── TEXT PASSAGE
Best practices in DevOps Guru - Amazon DevOps Guru

Best practices in DevOps Guru

The following best practices can help you understand, diagnose, and fix anomalous behavior detected by Amazon DevOps Guru. Use best practices with Understanding insights in the DevOps Guru console to address operational problems detected by DevOps Guru.

  • In an insight's timeline view, look at the highlighted metrics first. They are often key indicators of the problem.

  • Use Amazon CloudWatch to view metrics that occurred immediately before the first highlighted metric in an insight to pinpoint when and how behavior changed. This can help you diagnose and fix the problem.

  • For Amazon RDS resources, look at Performance Insights metrics. By correlating counter metrics with database load, you can get detailed information about performance issues. For more information, see Analyzing performance anomalies with DevOps Gurufor Amazon RDS.

  • Multiple dimensions of the same metric can often be anomalous. Look at the dimensions in the graphed view to get a deeper understanding of the problem.

  • Look in the events section of an insight for deployment or infrastructure events that happened around the time the insight was created. Knowing which events occurred when an insight's anomalous behavior occurred can help you understand and diagnose the problem.
────
── SUPPLIED ENTRIES
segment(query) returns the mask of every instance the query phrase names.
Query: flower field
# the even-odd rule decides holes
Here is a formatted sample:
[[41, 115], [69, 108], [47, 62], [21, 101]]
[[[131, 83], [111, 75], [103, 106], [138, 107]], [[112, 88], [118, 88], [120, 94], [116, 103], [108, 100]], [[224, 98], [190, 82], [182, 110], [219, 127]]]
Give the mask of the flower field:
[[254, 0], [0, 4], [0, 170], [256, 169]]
────
= WHAT YOU WILL DO =
1. Write out the DevOps Guru best practices text word for word, from "The following best" up to and including "fix the problem.".
2. In the DevOps Guru best practices text, which metrics should be examined for Amazon RDS resources?
3. Extend the DevOps Guru best practices text with further material that follows its last bullet point.

= ANSWER LIST =
1.
The following best practices can help you understand, diagnose, and fix anomalous behavior detected by Amazon DevOps Guru. Use best practices with Understanding insights in the DevOps Guru console to address operational problems detected by DevOps Guru.

  • In an insight's timeline view, look at the highlighted metrics first. They are often key indicators of the problem.

  • Use Amazon CloudWatch to view metrics that occurred immediately before the first highlighted metric in an insight to pinpoint when and how behavior changed. This can help you diagnose and fix the problem.

2. Performance Insights metrics.

3.
  • Look for tickets in your operational system that happened around the same time as an insight for clues.

  • In an insight, read the recommendations and visit the links in recommendations. These often have troubleshooting steps that can help you diagnose and solve problems quickly.

  • Don't ignore resolved insights unless you have already solved the problem. Once a day, look at new insights, even if they have been resolved. Try to understand the root cause behind as many of the insights as you can. Look for a pattern that might be the sign of a systemic problem. If a systemic problem is left unresolved, it could cause more serious problems in the future. Fixing transient issues now can help prevent future, more serious, incidents.